begin RECORDS PROVIDED

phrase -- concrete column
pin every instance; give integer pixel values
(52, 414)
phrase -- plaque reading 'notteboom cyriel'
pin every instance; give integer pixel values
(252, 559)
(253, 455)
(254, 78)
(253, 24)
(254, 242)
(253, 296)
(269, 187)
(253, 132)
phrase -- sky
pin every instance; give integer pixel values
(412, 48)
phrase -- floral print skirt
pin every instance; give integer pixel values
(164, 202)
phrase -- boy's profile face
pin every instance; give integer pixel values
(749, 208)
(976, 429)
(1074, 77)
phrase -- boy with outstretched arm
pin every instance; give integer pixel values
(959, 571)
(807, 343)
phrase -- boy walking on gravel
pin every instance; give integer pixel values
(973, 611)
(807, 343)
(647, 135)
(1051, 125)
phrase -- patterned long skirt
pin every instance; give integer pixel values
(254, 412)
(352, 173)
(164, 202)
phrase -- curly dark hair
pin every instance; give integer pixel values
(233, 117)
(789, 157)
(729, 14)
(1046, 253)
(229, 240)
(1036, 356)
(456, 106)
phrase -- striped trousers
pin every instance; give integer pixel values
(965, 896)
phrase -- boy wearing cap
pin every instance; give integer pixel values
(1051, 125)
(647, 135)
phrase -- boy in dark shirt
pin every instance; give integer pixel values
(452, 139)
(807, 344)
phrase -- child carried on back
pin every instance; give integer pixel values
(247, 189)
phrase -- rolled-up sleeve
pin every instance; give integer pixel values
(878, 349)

end RECORDS PROVIDED

▶ **YOUR INSTRUCTIONS**
Rewrite every line of the items from the one holding "phrase -- rolled-up sleeve" through the end of the items, inclusive. Multiply each pixel coordinate in the answers by 1.7 and round to whole numbers, with halves rounded up.

▶ **CORRECT RESULT**
phrase -- rolled-up sleeve
pin every instance; give integer pixel values
(1493, 593)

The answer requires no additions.